---- Data to use
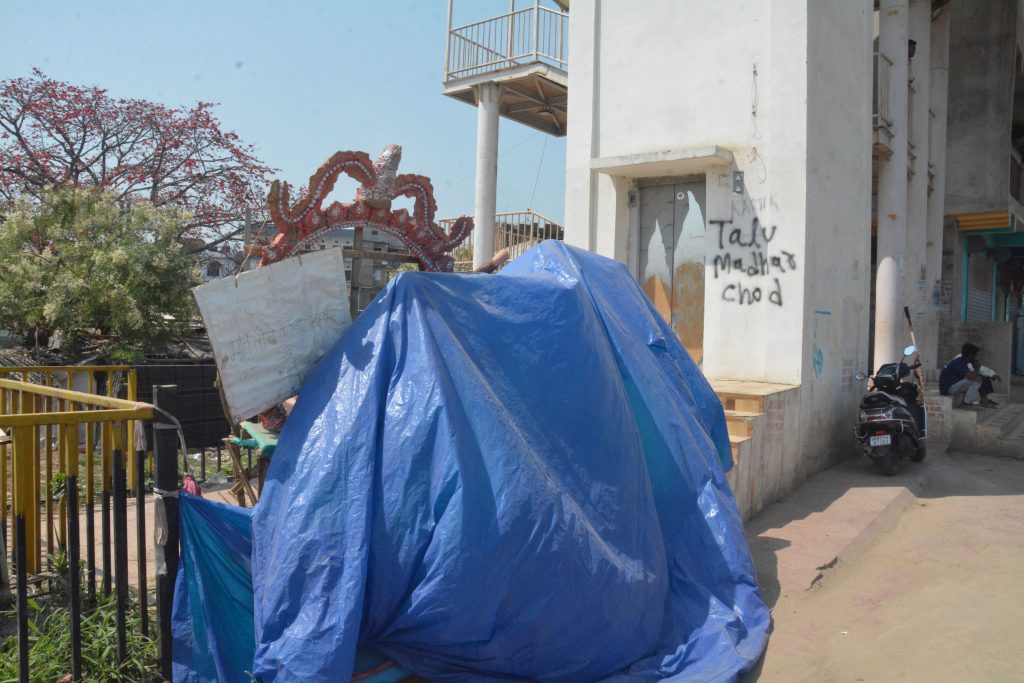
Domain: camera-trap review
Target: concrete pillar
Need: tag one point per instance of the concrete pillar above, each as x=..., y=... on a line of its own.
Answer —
x=486, y=173
x=938, y=95
x=915, y=279
x=889, y=326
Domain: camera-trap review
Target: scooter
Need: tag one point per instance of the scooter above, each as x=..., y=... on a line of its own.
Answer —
x=893, y=422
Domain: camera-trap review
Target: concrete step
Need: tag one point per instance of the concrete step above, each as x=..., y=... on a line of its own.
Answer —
x=1004, y=420
x=736, y=441
x=740, y=423
x=995, y=432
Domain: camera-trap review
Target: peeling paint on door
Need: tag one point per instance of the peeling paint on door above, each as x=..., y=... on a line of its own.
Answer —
x=672, y=258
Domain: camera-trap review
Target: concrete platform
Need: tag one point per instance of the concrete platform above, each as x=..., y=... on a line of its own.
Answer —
x=833, y=517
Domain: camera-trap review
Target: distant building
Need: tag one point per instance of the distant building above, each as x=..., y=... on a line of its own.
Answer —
x=784, y=179
x=374, y=274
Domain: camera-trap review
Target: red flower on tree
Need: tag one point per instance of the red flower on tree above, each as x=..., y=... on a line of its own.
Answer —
x=57, y=134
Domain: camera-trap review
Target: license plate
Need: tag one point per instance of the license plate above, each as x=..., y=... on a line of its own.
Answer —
x=883, y=439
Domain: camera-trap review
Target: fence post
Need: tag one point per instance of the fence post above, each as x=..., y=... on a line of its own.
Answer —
x=70, y=442
x=140, y=535
x=120, y=485
x=165, y=446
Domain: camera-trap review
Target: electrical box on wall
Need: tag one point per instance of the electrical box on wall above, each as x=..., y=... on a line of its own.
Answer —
x=737, y=182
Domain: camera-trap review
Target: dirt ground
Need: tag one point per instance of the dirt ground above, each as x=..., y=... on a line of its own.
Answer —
x=939, y=596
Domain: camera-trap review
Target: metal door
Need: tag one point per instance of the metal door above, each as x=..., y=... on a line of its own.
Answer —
x=979, y=289
x=672, y=257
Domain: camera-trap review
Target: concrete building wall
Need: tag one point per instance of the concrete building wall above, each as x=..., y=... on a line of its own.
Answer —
x=837, y=279
x=982, y=49
x=779, y=91
x=669, y=76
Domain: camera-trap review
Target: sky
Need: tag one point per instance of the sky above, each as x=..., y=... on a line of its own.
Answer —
x=298, y=80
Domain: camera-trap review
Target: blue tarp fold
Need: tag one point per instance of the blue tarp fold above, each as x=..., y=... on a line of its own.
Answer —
x=497, y=477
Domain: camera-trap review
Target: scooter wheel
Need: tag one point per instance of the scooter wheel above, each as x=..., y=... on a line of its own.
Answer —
x=885, y=460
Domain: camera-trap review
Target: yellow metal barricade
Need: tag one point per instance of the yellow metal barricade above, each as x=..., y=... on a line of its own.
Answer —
x=44, y=425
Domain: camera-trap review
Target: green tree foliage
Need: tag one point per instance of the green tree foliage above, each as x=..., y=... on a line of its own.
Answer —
x=81, y=262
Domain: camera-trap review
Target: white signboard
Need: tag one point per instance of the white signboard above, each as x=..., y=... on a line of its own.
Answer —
x=269, y=327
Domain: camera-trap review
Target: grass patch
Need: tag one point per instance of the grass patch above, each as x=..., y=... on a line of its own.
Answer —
x=49, y=643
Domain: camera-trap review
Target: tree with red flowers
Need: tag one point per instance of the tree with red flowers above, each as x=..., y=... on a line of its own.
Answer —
x=55, y=134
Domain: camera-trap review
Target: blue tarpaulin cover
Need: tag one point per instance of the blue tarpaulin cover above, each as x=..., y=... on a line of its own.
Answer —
x=489, y=477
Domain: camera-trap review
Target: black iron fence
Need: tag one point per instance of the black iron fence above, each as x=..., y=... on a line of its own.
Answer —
x=73, y=460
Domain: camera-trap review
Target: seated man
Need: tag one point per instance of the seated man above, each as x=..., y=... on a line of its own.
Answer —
x=965, y=379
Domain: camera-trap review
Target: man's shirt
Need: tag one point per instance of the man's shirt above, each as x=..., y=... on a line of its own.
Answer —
x=954, y=371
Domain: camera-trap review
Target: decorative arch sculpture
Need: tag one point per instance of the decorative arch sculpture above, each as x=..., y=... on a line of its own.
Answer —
x=299, y=224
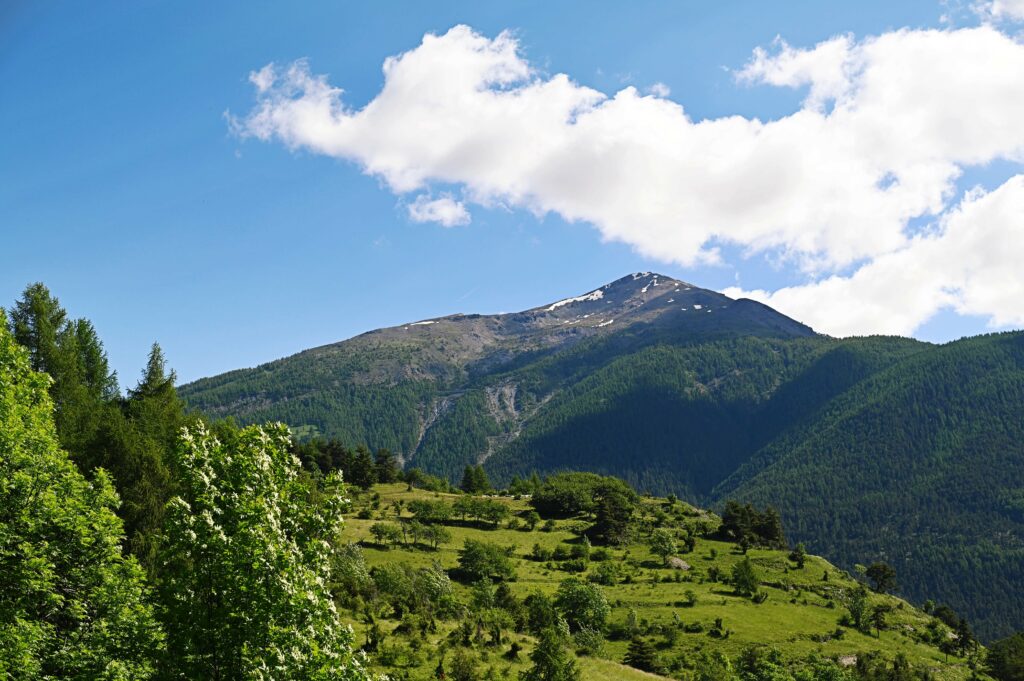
--------
> **What the task requires**
Return every line of the data above that contains the word "electrical", treating case as significant.

> **The answer**
Target: electrical box on wall
Need: tag one point per instance of the electrical box on wall above, each as x=..., y=... on a line of its own.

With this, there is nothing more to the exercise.